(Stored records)
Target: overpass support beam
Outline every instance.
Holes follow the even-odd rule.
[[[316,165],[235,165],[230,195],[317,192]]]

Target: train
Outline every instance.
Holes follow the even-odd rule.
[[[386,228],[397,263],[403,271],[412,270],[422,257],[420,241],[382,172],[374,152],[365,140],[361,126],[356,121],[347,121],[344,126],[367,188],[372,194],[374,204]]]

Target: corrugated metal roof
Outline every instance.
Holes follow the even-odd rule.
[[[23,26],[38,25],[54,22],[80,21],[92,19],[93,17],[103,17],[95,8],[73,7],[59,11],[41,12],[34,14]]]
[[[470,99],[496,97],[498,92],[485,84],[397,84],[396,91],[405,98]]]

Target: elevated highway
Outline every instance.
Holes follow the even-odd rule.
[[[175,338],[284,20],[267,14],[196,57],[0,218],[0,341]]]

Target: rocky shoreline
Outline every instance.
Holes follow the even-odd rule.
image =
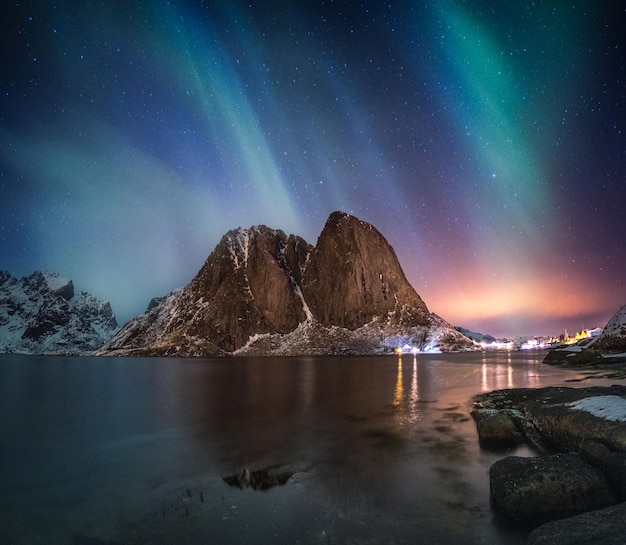
[[[529,545],[624,543],[626,386],[497,390],[472,416],[483,448],[537,451],[489,472],[494,511],[532,530]]]

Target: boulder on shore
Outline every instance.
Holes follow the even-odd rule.
[[[490,470],[494,510],[536,528],[529,545],[626,543],[626,388],[518,388],[474,398],[473,416],[508,419],[543,456]],[[494,420],[495,422],[495,420]],[[504,424],[504,422],[507,422]],[[556,454],[555,454],[556,453]],[[557,520],[562,519],[562,520]],[[554,521],[554,522],[550,522]]]
[[[480,410],[517,415],[515,424],[539,450],[579,452],[594,440],[626,453],[626,388],[517,388],[476,396]]]
[[[509,448],[524,442],[524,436],[506,411],[474,410],[478,440],[491,449]]]
[[[626,503],[547,522],[528,536],[528,545],[623,545]]]
[[[583,441],[583,458],[606,476],[617,501],[626,501],[626,454],[613,452],[597,441]]]
[[[507,519],[537,524],[615,503],[604,474],[575,454],[508,456],[489,471],[494,509]]]

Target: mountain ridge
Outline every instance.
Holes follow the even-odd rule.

● **To do**: Your answer should be each line of the data that contains the word "Target", copied as it stands.

● **Task answer**:
Target: overpass support beam
Target: train
Target: corrugated metal roof
Target: elevated highway
Target: rocky shoreline
Target: boulder on shore
Target: mountain ridge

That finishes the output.